Point annotation rows:
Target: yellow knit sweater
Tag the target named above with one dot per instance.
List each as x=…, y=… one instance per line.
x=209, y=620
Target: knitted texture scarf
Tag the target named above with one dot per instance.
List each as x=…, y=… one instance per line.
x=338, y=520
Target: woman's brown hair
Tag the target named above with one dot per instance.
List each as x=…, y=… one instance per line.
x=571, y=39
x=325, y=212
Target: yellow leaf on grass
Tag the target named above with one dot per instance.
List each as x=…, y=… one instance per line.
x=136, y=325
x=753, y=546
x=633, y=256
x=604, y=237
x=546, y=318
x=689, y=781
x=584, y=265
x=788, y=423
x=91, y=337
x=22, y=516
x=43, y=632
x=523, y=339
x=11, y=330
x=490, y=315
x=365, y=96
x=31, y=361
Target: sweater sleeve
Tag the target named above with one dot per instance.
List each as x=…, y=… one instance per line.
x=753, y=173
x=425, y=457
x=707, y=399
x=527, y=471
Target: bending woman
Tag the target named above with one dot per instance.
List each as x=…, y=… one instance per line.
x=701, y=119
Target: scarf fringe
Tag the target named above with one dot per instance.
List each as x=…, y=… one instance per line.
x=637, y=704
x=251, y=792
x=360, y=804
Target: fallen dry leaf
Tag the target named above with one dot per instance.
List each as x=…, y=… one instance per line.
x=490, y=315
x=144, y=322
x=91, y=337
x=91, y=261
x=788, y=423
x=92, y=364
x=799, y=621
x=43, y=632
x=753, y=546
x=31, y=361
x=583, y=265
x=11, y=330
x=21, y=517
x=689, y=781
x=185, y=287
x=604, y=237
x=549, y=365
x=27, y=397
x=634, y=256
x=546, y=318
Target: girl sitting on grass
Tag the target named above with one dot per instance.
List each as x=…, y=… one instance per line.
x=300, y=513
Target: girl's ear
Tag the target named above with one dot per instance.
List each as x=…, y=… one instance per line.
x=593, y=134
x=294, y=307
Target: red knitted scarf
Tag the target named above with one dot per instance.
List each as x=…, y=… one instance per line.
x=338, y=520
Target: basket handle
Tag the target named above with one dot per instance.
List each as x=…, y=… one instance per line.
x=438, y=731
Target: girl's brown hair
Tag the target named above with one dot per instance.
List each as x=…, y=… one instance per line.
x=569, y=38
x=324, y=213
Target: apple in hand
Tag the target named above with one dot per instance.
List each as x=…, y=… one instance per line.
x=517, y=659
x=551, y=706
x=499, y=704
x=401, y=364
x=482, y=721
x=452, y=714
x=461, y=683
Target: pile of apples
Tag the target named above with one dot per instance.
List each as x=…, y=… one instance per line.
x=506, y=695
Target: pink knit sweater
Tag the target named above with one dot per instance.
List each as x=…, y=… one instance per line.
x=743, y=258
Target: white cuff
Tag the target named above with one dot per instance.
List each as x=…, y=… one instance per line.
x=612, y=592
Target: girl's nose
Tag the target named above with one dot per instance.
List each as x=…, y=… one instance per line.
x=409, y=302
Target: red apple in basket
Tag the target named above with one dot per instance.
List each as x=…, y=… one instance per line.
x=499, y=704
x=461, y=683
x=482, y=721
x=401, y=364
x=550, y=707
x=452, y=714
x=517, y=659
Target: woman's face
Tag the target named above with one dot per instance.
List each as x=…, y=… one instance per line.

■ What to work on ■
Retype the rows above verbatim, beginning at the line that contains "Target: pile of apples" and ending after the line that contains "x=409, y=302".

■ Response ■
Target: pile of apples
Tag the target named above with one dot per instance.
List each as x=…, y=… one instance per line.
x=506, y=695
Target: pink knit sweater
Tag the target named above with one dot per instance.
List each as x=…, y=… one instance per line.
x=743, y=258
Target: white cuff
Tag the target named above with one dot per instance.
List each as x=…, y=… one instance per line.
x=612, y=592
Target: girl's nose
Tag the target named above with one dot per instance.
List each as x=…, y=… one instance per line.
x=409, y=302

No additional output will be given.